▸ Object position labeling entries:
════════════════
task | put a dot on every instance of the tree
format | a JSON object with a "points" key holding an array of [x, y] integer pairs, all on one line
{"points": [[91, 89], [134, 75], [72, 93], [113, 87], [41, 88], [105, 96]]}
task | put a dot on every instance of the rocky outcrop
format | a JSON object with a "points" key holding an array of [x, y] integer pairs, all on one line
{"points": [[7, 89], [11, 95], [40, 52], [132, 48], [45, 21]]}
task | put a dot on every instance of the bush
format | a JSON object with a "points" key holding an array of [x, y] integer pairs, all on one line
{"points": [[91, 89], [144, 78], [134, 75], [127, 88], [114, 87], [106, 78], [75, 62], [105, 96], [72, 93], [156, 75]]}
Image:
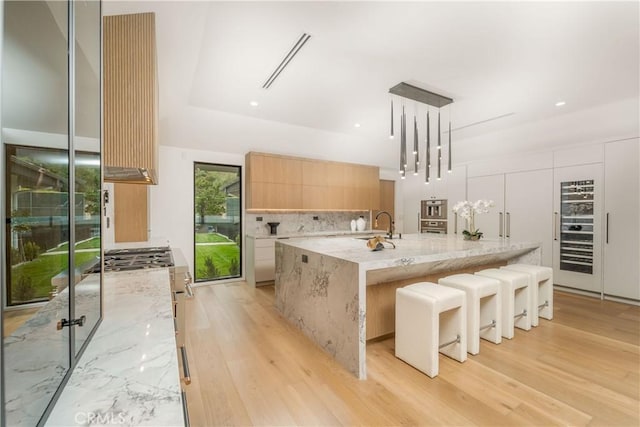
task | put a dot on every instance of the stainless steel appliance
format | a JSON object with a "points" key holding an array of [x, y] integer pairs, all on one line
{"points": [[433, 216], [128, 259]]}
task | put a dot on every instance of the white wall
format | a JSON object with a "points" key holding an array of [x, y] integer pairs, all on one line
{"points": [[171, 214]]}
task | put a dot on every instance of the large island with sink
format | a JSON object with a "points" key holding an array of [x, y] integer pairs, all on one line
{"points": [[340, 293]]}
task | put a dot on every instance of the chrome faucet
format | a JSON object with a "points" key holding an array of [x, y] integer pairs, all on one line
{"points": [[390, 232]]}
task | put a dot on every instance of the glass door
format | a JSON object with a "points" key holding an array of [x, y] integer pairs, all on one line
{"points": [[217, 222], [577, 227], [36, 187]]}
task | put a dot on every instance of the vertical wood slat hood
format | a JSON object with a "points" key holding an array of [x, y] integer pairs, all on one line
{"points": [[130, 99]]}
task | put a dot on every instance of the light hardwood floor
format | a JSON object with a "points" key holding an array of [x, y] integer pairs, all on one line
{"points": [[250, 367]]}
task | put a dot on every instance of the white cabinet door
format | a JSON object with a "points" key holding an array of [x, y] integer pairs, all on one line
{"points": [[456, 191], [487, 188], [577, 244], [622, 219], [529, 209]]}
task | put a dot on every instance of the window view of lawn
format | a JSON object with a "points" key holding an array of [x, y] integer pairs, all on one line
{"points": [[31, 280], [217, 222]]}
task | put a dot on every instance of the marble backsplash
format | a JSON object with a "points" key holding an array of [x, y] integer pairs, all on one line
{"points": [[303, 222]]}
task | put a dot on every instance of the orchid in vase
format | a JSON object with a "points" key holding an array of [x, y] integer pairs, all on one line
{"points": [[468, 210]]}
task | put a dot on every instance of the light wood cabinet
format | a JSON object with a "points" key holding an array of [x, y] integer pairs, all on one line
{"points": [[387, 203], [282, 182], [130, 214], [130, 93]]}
════════════════
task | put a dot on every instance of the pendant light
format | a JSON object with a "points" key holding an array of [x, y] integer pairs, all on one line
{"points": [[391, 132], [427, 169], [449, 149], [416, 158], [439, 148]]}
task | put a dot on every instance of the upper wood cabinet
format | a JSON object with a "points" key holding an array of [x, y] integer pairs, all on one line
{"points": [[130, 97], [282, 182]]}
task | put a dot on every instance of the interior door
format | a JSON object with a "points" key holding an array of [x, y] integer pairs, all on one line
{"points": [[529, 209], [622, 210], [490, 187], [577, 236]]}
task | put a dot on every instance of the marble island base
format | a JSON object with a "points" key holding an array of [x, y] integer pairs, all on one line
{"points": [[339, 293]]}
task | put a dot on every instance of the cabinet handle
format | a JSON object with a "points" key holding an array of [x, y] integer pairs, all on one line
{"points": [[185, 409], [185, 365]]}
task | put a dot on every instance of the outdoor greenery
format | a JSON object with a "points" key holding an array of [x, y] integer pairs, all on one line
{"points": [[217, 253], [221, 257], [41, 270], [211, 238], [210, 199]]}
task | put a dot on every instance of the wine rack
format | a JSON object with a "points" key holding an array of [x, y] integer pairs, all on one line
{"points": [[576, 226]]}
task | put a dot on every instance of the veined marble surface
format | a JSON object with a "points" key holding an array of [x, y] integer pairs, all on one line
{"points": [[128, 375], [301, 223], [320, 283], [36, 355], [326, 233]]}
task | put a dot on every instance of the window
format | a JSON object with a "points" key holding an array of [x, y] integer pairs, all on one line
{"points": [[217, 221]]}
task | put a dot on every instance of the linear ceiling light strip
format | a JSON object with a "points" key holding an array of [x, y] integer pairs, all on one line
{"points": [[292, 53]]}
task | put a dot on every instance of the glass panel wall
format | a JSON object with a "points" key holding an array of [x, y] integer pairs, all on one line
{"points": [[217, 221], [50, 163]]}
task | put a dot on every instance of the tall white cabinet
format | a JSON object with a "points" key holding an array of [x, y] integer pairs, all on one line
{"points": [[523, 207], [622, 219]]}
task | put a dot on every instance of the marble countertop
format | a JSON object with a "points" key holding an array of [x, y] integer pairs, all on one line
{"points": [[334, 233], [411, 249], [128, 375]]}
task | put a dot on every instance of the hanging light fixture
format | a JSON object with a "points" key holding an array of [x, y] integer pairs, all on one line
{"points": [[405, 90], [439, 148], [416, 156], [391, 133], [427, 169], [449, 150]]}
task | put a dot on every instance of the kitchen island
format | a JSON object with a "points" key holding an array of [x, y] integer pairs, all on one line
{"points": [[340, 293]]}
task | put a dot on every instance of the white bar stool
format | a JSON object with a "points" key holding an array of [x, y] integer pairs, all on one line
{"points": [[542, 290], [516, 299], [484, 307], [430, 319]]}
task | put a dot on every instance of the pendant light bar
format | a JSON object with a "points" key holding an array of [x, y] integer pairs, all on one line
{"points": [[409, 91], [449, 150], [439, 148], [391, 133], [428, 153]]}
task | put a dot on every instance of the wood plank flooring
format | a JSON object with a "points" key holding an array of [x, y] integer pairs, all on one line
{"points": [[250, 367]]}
════════════════
▸ Problem to solve:
Extract every line of the data above that contains the string "wall", treating uppercase and lowercase as distinct.

▸ Written solution:
task | put a dot on every instance of the white wall
task | put a dot on every instance of the glass panel wall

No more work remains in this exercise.